:: THE PROBLEM ::
Filter the material below and copy out every line that contains the word "wall". Case counts when matching.

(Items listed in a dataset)
▼

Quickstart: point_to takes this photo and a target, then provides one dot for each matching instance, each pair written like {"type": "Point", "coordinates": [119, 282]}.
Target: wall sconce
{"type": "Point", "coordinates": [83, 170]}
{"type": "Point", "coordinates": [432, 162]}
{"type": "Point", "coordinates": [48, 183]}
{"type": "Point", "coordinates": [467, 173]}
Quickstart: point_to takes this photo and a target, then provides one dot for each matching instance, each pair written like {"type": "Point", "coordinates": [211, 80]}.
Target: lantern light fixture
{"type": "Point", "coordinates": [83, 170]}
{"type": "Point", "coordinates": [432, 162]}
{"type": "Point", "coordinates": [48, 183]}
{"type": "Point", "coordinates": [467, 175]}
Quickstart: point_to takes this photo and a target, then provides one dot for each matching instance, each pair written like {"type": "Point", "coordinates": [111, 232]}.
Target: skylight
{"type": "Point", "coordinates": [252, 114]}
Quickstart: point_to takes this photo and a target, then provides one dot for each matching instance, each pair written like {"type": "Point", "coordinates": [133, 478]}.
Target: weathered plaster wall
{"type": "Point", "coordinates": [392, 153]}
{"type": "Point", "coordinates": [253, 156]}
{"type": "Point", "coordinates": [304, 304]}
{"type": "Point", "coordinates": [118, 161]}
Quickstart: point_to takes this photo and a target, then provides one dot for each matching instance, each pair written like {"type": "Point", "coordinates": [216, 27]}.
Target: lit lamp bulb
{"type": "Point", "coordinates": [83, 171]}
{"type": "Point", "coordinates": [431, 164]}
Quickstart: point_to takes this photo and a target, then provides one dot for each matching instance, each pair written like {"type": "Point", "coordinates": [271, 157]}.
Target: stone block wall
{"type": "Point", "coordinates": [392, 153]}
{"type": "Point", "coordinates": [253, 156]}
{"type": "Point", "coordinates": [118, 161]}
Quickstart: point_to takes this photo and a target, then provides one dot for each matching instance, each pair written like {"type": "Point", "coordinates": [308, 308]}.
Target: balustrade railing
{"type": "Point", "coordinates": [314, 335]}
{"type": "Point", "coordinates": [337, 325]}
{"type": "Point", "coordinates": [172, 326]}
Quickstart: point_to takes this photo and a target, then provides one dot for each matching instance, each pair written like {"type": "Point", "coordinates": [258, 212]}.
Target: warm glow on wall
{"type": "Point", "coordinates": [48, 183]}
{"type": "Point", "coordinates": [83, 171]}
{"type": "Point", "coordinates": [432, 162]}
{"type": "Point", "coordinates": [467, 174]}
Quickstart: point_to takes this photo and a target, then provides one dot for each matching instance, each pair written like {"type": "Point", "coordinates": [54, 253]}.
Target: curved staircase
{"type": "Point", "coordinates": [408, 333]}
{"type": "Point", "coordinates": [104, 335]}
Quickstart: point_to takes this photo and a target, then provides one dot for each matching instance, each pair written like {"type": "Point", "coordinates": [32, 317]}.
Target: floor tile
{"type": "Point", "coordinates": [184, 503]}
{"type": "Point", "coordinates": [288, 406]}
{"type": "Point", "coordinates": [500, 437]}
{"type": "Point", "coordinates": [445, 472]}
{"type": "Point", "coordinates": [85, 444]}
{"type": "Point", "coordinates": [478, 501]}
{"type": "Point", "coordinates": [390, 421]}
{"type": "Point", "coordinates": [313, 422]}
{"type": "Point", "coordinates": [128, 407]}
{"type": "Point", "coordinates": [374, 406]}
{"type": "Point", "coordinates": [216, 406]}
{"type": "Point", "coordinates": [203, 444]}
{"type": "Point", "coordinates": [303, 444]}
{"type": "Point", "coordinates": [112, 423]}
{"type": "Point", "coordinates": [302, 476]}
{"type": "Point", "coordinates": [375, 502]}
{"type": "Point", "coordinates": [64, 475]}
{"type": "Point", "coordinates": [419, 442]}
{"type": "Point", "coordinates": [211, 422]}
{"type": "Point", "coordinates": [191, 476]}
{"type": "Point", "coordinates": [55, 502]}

▲

:: SOLUTION ::
Target: wall sconce
Target: weathered plaster wall
Target: stone block wall
Target: warm glow on wall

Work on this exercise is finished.